> **TO BE DONE**:
Swap "soccer player" for "footballer" throughout the lines below, and leave everything else as it is.

> **RECORD LIST**:
——
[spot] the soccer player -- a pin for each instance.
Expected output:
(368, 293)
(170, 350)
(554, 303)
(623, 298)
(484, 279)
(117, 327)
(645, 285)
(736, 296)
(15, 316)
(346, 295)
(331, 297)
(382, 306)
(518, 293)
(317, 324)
——
> **ANSWER FOR THIS EXERCISE**:
[spot] the footballer -- a pin for each instance.
Expected output:
(368, 293)
(170, 350)
(554, 303)
(623, 298)
(484, 279)
(117, 327)
(645, 285)
(736, 296)
(15, 316)
(346, 295)
(331, 297)
(382, 306)
(518, 293)
(317, 324)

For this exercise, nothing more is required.